## What is required
Repeat every record exactly.

## Data items
_____

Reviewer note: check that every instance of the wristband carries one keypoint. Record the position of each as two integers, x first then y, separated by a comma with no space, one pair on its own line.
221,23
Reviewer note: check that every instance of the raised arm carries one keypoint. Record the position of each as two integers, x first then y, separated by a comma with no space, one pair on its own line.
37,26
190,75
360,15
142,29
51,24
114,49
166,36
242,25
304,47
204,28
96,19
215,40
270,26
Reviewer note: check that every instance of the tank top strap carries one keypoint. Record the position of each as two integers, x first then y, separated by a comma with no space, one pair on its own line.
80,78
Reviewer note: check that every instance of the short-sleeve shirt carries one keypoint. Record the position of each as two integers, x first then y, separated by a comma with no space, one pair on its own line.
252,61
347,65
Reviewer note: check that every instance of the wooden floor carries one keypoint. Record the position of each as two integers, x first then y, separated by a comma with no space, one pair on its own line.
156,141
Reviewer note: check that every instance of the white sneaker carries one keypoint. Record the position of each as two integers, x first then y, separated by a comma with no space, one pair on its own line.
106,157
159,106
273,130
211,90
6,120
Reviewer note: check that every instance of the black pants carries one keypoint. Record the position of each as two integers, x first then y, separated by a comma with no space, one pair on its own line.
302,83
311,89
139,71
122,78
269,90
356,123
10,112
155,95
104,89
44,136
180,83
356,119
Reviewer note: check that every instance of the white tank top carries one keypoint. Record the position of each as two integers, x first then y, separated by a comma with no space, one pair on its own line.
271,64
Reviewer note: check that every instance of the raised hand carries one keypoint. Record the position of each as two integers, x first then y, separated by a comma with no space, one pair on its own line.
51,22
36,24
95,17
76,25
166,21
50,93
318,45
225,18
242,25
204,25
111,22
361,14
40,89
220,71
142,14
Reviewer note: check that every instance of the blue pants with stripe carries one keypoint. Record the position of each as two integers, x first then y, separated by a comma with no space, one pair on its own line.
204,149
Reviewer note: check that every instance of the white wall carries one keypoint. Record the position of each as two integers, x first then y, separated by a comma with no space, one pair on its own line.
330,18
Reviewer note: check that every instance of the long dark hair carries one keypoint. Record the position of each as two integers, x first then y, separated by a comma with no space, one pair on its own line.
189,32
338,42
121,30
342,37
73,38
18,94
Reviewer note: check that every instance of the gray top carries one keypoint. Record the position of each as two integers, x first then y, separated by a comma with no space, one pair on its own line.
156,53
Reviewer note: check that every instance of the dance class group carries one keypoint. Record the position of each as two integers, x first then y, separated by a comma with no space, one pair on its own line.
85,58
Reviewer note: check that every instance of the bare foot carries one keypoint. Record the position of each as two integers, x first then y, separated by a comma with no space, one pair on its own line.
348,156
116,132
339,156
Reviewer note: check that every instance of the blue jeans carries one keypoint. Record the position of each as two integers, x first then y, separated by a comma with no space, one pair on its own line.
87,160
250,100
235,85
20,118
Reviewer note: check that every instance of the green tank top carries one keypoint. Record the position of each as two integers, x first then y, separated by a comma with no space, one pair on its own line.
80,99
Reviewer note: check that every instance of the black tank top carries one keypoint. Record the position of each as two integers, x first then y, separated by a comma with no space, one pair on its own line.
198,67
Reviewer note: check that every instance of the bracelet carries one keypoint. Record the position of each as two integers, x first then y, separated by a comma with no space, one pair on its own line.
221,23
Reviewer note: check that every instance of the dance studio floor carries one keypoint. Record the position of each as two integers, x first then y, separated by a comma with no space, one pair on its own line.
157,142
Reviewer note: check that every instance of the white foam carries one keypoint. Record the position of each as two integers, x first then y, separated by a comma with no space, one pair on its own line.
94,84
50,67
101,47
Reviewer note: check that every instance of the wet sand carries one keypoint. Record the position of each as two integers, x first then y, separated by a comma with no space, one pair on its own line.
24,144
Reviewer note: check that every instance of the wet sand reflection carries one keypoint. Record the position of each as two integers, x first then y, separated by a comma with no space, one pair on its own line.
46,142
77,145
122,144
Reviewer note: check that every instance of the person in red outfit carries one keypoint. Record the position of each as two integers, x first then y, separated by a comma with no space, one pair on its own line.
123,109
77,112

_____

## Reply to the exercise
Reviewer note: check that every instance of the wristband carries one keypoint. Record the position of each as two integers, x first then y, separated by a comma with no space, one pair on its own line.
221,23
Reviewer note: check that every instance of the raised arm carries one keypoint. Record the position of each as two integers, x first then y, separated by a comma with no space, one pair on its own line.
37,26
190,75
360,15
142,29
51,24
114,49
166,36
242,25
304,47
204,28
96,19
215,40
270,26
Reviewer note: check that every instance of the tank top strap carries one keypoint. Record the position of each as two integers, x first then y, separated by a comma with no space, one pair on its own line.
80,78
Reviewer note: check that every instance of the short-sleeve shirt carries one keypoint. Record the position of each as two integers, x first then y, separated by a comma with no space, one pair on its own line.
252,61
347,65
Reviewer note: check that every instance of the wooden floor carries one keypoint. Record the position of each as two integers, x first then y, separated by a comma with no space, one pair on its own line.
156,141
Reviewer note: check that every instance of the white sneaker carries one keypoint. Record the position of each as two integers, x first then y, separated by a comma with no space, one pair on its own line.
106,157
159,106
273,130
211,90
6,120
Reviewer note: check that every instance of the black pants carries one keypoint. Record the position of each as two integers, x first then y, separated by a comma with no space, one pair on its own line.
302,83
311,89
139,71
122,78
269,90
356,123
10,112
155,95
104,89
44,136
180,83
356,119
Reviewer note: check that every instance of the white tank top carries one keypoint. Record the position of each as two integers, x first then y, separated by a comma with no space, one pair on its own line.
271,64
Reviewer note: check that every instance of the raised hand carries one keypoint. Record the position of each as two integers, x first then y, separated by a comma with no space, one pair on its own line.
51,22
36,24
95,17
76,25
166,21
50,93
318,45
225,18
242,25
204,25
111,22
361,14
40,89
220,71
142,14
Reviewer note: check that every instance of the blue pants with stripe carries one keypoint. Record the position of each as two integers, x first then y, separated by a comma with no space, one pair on its own line.
204,149
Reviewer note: check that every instance of the white wall carries one keypoint. Record the position of each as two integers, x first then y, separated by a comma with no space, one pair on its own line.
330,18
Reviewer note: check that every instance of the long dark hair carries one keypoint. Record the position of each as two integers, x first then y, separated by a comma with no space, one pair on its own line.
189,32
338,42
121,30
342,37
73,38
18,94
Reviewer note: check that every instance of the gray top carries one keypoint. Record the position of each as two integers, x first then y, separated by a comma with no space, one pair on its own line.
156,53
Reviewer note: check that every instance of the dance class group carries one keypoint. Record the position of each as two integers, x first then y, separated by a comma with no space, one pair on its own line.
85,58
Reviewer note: check that every instance of the bare foot carries one keypoint. Record the position of each as two integers, x first then y, separated by a comma with no space, one pair on its own line.
348,156
116,132
339,156
Reviewer note: check that every instance of the blue jeans carries one keypoint. Record the position of each as two integers, x first then y, separated by a comma with no space, one pair on its own line.
87,160
250,100
235,85
20,118
Reviewer note: check that every instance of the green tank top carries one keypoint. Record the position of each as two integers, x first then y, separated by a comma with no space, one pair on its own line.
80,99
Reviewer note: check that every instance of the black tank top carries one keypoint. Record the position of each as two integers, x first then y, separated by a comma with no space, one pair on its own line.
198,67
Reviewer note: check that every instance of the bracelet carries one keypoint. Record the position of each as two integers, x first then y, separated by a comma with no space, one pair on its own line.
221,23
Reviewer note: check that every instance of the dance studio floor carries one keypoint. Record the position of each as two integers, x first then y, separated by a comma with no space, one pair on its own line.
157,142
Reviewer note: check that every instance of the white foam carries one keypoint. Record the position of each as two integers, x first then y, separated by a comma with no space, one pair on its own line.
94,84
50,67
101,47
Reviewer note: check that every instance of the wet sand carries one keypoint. Record the position of each as two integers, x first then y, separated by a comma with no space, one pair on its own line.
24,144
Reviewer note: check that every instance of the wet sand reflection carries one keypoint. Record the position of each as two integers, x first then y, separated by a comma with no space, one pair on its own line.
46,142
77,145
122,144
Reviewer note: check that every instance of the person in red outfit carries one keypoint. Record the position of each as two integers, x first then y, separated by a comma with no space, one pair on its own line.
123,109
77,112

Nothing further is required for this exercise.